**The problem**
Go through the data that follows and restate each line exactly as it reads.
::::::::
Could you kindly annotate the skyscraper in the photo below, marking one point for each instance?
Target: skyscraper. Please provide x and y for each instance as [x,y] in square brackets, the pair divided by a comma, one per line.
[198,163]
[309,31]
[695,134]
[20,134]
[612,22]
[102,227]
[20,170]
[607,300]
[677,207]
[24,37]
::::::::
**Answer section**
Could you kindly annotate the skyscraper in the photo below, marking one point for each instance?
Target: skyscraper. Please provide x and y for each instance as [x,y] in square brackets, the pair divided by a comma, one per line.
[198,163]
[309,31]
[695,134]
[20,134]
[612,22]
[102,227]
[20,170]
[607,300]
[677,207]
[24,37]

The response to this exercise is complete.